▸ **Consigne écrite A**
Restituez à l'identique tout ce qui va de « Et les distributions » jusqu'à « phase de location. » dans l'article sur la SCI soumise à l'IS.

▸ **Extrait du texte**
┌──

Sortir un immeuble d’une SCI soumise à l’IS

Le maintien des revenus fonciers sous le régime d’imposition progressif de l’impôt sur le revenu et leur taxation aux prélèvements sociaux, désormais de 17,2 %, ont conduit de nombreux contribuables possédant une SCI de gestion à opter pour le régime de l’impôt sur les sociétés.

Il est vrai que ce régime ne manque pas de charme. Outre la possibilité d’amortir l’actif, les frais d’acquisition (frais de notaire, commissions d’agence et droits d’enregistrement) sont déductibles. Les bénéfices sont taxés à 15 % jusqu’à 38 120 € et à 28 % au-delà, dans la limite de 500 000 €.

Et les distributions de dividendes aux associés peuvent bénéficier du régime de la flat-tax à 30 % (prélèvements sociaux compris), au lieu d’une imposition qui peut atteindre 62,20 % dans le régime de l’impôt sur le revenu.

Mais en cas de vente du bien par la SCI, c’est la double peine : les amortissements ont réduit le prix de revient du bien et l’assiette de la plus-value s’en trouve augmentée d’autant ; pour la partie de plus-value excédant 500 000 €, c’est le taux normal de l’IS qui s’applique à 33,33 % (1).

Et le solde des fonds distribués aux associés sont à nouveau imposés à l’impôt sur le revenu et aux prélèvements sociaux. Une telle ponction aboutit en pratique à subir à la revente du bien celle que les associés ont voulu éviter pendant la phase de location.

└──

▸ **Consigne écrite B**
Sélectionnez dans les enregistrements chaque ligne où figure le mot « arched » et recopiez-la.

▸ **Données disponibles**
┌──

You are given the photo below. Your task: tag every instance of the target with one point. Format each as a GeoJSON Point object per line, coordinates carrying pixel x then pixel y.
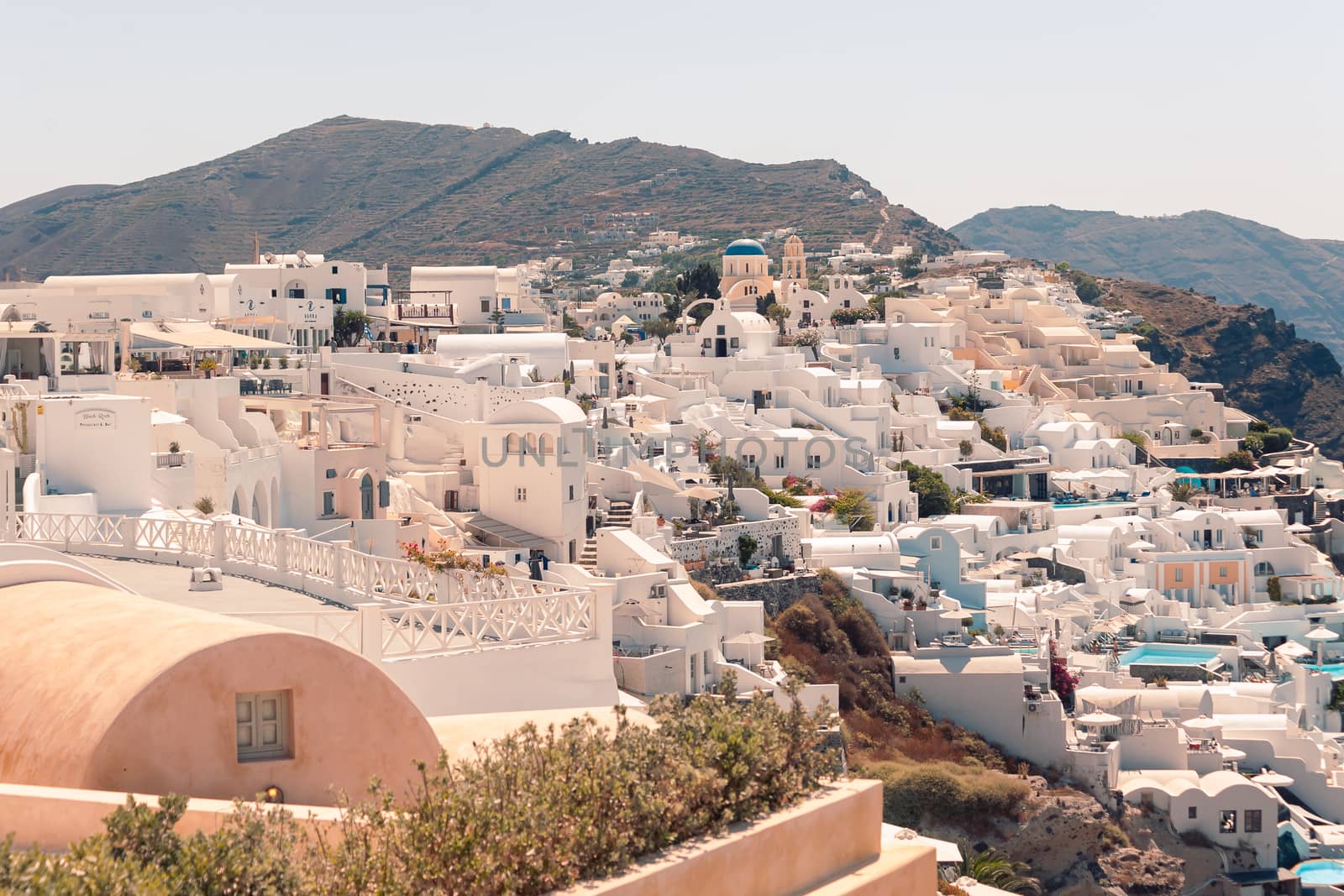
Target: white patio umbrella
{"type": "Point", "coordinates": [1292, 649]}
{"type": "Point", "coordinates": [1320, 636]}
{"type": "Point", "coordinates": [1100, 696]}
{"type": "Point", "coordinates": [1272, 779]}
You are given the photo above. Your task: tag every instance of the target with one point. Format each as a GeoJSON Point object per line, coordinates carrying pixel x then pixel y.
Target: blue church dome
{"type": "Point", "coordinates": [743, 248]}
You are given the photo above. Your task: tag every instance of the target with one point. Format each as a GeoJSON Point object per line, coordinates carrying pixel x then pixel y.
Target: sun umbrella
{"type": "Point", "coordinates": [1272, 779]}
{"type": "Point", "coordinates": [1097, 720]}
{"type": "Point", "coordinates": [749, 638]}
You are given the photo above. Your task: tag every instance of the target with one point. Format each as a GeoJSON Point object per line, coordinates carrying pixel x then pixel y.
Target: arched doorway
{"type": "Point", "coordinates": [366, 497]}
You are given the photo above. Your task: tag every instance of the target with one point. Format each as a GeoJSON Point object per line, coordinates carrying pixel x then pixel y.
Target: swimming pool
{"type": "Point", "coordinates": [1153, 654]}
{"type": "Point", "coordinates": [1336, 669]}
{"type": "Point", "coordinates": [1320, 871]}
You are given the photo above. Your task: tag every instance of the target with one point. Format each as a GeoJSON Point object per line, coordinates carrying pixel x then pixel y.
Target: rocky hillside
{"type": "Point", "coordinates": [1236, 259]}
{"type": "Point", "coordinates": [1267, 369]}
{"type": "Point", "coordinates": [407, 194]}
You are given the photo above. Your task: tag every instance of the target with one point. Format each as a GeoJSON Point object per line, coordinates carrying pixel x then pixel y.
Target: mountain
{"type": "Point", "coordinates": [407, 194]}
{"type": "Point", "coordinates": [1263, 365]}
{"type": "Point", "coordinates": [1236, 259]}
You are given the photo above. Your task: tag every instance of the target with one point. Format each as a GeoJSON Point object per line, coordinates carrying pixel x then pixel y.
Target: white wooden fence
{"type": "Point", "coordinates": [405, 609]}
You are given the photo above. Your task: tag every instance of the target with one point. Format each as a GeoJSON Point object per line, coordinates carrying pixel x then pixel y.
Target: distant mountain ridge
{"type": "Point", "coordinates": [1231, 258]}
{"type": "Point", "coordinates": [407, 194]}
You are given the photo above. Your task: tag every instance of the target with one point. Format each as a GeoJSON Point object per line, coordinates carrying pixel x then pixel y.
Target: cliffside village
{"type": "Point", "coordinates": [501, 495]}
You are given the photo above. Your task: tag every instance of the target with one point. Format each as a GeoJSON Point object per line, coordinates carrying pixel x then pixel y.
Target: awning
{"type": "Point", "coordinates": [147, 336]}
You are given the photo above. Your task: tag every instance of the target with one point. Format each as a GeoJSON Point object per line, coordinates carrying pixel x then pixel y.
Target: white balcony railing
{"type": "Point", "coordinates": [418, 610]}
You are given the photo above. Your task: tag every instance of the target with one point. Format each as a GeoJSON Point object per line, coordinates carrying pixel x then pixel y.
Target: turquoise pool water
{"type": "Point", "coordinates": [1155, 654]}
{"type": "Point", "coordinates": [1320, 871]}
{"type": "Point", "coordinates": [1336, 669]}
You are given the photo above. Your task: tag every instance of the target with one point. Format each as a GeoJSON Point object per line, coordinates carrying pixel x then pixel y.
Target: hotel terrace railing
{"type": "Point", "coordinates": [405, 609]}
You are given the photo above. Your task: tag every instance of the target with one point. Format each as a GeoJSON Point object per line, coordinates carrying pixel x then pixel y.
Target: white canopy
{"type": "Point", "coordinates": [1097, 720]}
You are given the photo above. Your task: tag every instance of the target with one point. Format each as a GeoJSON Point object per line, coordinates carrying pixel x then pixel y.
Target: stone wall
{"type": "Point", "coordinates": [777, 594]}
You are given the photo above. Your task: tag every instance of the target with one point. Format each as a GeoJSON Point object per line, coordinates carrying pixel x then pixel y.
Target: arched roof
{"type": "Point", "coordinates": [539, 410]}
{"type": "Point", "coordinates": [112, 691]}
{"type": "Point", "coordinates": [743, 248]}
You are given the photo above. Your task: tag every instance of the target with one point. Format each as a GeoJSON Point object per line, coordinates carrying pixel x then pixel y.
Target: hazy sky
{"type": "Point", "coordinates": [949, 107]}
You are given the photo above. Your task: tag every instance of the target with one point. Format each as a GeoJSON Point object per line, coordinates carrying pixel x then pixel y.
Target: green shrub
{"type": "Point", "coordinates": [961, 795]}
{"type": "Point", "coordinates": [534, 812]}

└──

▸ **Réponse rédigée A**
Et les distributions de dividendes aux associés peuvent bénéficier du régime de la flat-tax à 30 % (prélèvements sociaux compris), au lieu d’une imposition qui peut atteindre 62,20 % dans le régime de l’impôt sur le revenu.

Mais en cas de vente du bien par la SCI, c’est la double peine : les amortissements ont réduit le prix de revient du bien et l’assiette de la plus-value s’en trouve augmentée d’autant ; pour la partie de plus-value excédant 500 000 €, c’est le taux normal de l’IS qui s’applique à 33,33 % (1).

Et le solde des fonds distribués aux associés sont à nouveau imposés à l’impôt sur le revenu et aux prélèvements sociaux. Une telle ponction aboutit en pratique à subir à la revente du bien celle que les associés ont voulu éviter pendant la phase de location.

▸ **Réponse rédigée B**
Target: arched doorway
Target: arched roof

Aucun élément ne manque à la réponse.